» **Task instructions**
[1] Please revise the vulnerable employees passage between "Family Members of" and "for their role)", inclusive, putting "office" in place of "workplace".
[2] According to the vulnerable employees passage, why must employers make reasonable adjustments for "Clinically Vulnerable" or "Clinically Extremely Vulnerable" employees?

» **Page excerpt**
====================
It is highly likely that any employee who is classed as “Clinically Vulnerable” or “Clinically Extremely Vulnerable” will be covered and therefore protected by the Equality Act 2010 due to the protected characteristics “disability” or “pregnancy and maternity”. Therefore, it is essential that reasonable adjustments are made for these employees, where possible, and that they are not treated less favourably than their colleagues during this time.

Family Members of “Clinically Vulnerable / Clinically Extremely Vulnerable” Employees

You may experience employees who are not “At Risk / Highly At Risk” themselves asking to remain away from the workplace for a prolonged period of time because someone within their household is classed as “Clinically Vulnerable / Clinically Extremely Vulnerable”. Employees in this position do not have a legal right to remove themselves from the workplace. Where this is the case, the employee has the following options:

  • Working from home (if possible for their role)
  • Utilising their annual leave
  • Taking a period of unpaid leave from work
  • Remaining in work and adhering to all precautionary measures that have been put in place as advised by you and the Government

It is understandable that these employees may be experiencing higher levels of anxiety than any employees who do not have “Clinically Vulnerable” or “Clinically Extremely Vulnerable” relatives living with them, but clear and reassuring communication, where you inform them of the preventative measures you’re putting in place, should hopefully help to alleviate their concerns.
====================
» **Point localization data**

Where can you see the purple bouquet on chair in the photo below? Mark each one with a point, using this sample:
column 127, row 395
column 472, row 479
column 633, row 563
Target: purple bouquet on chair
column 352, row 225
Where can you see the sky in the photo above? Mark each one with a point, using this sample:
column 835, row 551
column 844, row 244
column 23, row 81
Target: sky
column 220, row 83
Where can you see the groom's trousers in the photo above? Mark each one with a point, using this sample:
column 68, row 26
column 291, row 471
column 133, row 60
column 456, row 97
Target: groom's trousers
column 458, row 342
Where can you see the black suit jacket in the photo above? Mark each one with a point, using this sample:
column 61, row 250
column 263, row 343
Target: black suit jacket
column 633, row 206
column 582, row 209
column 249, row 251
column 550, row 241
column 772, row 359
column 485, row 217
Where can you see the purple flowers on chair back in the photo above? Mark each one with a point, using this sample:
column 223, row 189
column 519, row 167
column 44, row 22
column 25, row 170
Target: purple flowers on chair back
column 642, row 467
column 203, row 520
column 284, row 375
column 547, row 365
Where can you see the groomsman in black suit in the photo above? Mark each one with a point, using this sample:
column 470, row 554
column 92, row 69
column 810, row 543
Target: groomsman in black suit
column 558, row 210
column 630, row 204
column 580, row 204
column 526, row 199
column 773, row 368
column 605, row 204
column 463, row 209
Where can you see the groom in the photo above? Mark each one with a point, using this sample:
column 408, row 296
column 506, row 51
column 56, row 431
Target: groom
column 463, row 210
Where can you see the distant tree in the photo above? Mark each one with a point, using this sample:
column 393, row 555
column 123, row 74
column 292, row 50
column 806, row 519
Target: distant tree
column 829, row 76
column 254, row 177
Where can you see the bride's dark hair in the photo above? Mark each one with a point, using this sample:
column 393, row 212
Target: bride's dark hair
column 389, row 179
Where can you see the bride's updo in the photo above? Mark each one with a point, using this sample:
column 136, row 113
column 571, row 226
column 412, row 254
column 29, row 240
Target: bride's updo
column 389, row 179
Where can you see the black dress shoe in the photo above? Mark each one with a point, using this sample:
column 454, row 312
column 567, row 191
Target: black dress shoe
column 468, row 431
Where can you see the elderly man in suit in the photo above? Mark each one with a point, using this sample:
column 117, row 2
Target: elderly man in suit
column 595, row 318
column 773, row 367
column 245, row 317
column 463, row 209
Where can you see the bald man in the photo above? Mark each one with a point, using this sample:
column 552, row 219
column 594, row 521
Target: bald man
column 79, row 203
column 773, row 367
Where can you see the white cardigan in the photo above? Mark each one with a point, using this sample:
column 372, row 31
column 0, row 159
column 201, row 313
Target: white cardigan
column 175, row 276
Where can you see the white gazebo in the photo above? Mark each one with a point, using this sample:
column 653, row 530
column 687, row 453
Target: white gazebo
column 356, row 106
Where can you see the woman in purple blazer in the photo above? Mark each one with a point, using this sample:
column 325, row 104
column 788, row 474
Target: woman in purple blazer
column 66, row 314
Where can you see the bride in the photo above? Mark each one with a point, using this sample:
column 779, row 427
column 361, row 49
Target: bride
====================
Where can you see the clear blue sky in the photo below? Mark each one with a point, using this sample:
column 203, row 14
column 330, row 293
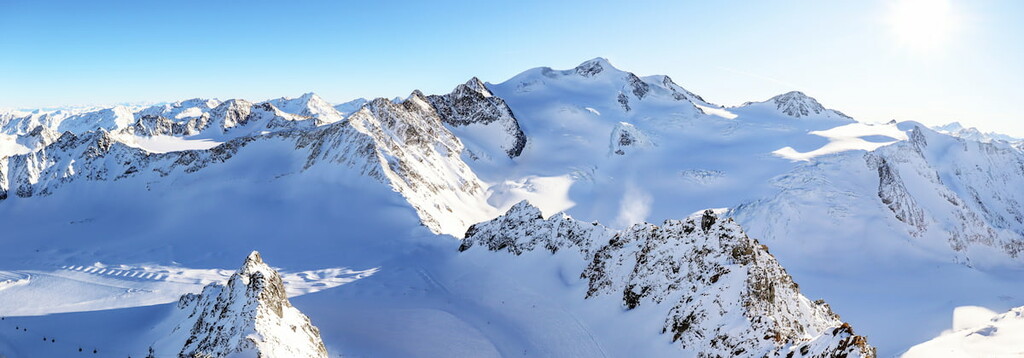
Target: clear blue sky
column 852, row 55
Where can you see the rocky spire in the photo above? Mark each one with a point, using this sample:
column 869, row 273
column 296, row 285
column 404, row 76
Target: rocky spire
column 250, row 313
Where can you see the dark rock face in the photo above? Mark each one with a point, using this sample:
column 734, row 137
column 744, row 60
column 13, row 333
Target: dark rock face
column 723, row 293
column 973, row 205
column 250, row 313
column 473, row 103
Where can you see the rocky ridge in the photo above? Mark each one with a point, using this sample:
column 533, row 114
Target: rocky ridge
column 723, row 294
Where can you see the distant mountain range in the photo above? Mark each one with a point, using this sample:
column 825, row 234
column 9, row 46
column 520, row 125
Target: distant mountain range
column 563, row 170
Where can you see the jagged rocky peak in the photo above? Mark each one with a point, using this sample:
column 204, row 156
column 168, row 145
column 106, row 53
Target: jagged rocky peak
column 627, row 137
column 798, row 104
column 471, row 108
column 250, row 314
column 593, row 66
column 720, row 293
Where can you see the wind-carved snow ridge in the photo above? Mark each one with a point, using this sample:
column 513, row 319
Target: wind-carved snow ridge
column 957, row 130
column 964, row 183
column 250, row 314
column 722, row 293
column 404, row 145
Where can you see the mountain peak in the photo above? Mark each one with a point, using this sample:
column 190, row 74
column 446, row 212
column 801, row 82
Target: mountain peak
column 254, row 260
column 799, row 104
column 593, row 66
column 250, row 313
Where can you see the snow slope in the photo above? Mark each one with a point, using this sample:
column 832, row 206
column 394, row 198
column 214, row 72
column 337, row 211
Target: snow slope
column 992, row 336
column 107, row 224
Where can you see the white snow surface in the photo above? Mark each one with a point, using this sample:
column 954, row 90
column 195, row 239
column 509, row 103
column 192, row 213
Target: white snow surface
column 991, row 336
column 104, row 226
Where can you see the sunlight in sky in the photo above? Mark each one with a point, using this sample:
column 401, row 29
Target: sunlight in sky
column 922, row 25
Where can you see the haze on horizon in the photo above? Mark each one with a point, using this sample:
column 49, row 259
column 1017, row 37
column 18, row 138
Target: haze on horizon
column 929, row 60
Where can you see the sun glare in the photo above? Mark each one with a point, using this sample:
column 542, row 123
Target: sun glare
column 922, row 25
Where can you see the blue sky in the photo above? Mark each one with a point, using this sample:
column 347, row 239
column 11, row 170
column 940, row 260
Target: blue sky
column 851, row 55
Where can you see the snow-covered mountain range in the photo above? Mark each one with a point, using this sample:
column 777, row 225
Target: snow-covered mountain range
====================
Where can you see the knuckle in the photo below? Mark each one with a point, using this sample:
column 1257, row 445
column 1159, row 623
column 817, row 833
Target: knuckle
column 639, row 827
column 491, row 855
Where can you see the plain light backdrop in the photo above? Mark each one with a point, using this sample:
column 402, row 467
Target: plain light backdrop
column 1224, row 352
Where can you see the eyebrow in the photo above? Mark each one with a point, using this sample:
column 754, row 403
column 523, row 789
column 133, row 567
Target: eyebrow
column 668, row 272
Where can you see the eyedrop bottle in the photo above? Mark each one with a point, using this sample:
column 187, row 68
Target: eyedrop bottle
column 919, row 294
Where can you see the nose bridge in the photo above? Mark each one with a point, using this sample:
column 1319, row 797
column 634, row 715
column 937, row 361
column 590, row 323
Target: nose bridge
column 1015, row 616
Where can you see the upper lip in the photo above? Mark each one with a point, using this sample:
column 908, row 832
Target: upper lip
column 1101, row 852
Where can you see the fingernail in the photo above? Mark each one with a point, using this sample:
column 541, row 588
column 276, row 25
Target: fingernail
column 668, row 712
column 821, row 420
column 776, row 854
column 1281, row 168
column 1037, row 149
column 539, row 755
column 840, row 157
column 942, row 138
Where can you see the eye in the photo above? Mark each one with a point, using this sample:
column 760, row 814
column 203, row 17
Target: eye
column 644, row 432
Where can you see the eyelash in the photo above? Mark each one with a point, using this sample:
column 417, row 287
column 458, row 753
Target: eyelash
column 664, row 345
====================
» **Answers below**
[1]
Family Members of “Clinically Vulnerable / Clinically Extremely Vulnerable” Employees

You may experience employees who are not “At Risk / Highly At Risk” themselves asking to remain away from the office for a prolonged period of time because someone within their household is classed as “Clinically Vulnerable / Clinically Extremely Vulnerable”. Employees in this position do not have a legal right to remove themselves from the office. Where this is the case, the employee has the following options:

  • Working from home (if possible for their role)

[2] Such employees are highly likely to be covered and protected by the Equality Act 2010 through the protected characteristics "disability" or "pregnancy and maternity." That makes reasonable adjustments essential where possible, and it also means these employees must not be treated less favorably than their colleagues.